Excerpted data:
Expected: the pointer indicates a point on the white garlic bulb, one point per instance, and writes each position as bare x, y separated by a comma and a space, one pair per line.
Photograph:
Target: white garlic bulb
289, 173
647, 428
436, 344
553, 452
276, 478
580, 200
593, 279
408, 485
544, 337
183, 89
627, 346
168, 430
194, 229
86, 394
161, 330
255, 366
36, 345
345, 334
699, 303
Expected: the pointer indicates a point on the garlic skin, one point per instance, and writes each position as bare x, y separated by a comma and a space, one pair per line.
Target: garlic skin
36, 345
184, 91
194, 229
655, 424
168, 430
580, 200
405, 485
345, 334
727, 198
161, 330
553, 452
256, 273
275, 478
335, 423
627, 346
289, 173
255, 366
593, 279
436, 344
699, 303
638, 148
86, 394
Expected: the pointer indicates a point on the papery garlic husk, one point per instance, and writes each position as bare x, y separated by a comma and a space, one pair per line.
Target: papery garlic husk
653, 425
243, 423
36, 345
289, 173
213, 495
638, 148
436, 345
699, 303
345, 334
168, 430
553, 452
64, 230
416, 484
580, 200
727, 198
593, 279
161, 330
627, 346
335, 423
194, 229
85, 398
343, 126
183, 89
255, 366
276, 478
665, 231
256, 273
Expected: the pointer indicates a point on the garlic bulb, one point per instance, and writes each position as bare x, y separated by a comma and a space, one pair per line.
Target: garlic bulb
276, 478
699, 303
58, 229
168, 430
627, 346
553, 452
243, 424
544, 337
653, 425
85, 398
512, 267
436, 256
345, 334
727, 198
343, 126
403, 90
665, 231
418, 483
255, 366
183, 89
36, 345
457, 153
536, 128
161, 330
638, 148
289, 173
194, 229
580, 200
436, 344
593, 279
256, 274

Work to complete: Rewrite every line of the items above, requests included, and multiply each x and y coordinate in the answers by 1.85, rounding to whole numbers with halves rounded up. Keep all other text, including the requests, unchanged.

Solution to the problem:
Expected: the pointer indicates a point on the white garlic bulb, one point per instance, and writes each position as bare x, y separated by a comma and a space, one pair per line.
Photograph:
Target: white garlic bulb
535, 320
1197, 792
807, 636
1023, 836
511, 884
1073, 370
1097, 516
755, 897
1006, 623
339, 165
1160, 640
311, 796
359, 424
159, 729
298, 611
472, 677
67, 638
638, 618
1293, 561
Expected: the pointer indicates a point on the garlic skin, one point per instance, and writes each position as bare x, y separated by a comma and a space, one pair per line.
Target: garlic skin
67, 638
340, 168
359, 424
1212, 784
311, 796
1073, 370
749, 897
638, 618
1345, 366
298, 611
1023, 836
474, 505
509, 884
620, 783
1160, 640
535, 320
472, 677
1097, 516
807, 636
1293, 561
1180, 274
159, 729
Expected: the pointer indicates a point on the papery garlic husk, one point per instance, and writes each position as bare x, y separated by a comma and a space, one pair per line.
Target: papery garlic husk
1208, 786
450, 783
67, 638
535, 320
394, 916
1180, 274
807, 638
1293, 561
638, 618
311, 796
1023, 836
118, 426
770, 895
1073, 370
1345, 366
1097, 516
298, 611
1160, 640
620, 783
359, 424
157, 736
635, 233
339, 165
472, 677
511, 884
1230, 427
474, 505
Expected: the pointer indicates a point on the garlic bulb, one point per instance, and writes each position as bare x, y separated by a comma and a space, one pair per line.
Target: garlic bulb
511, 884
1293, 561
107, 424
311, 796
1160, 640
1023, 836
450, 784
1006, 623
1208, 786
157, 736
947, 494
807, 474
638, 618
1345, 366
635, 233
746, 167
1230, 427
773, 894
472, 677
339, 165
67, 638
845, 283
992, 237
298, 611
1180, 274
535, 320
359, 424
1073, 370
807, 636
1097, 516
474, 507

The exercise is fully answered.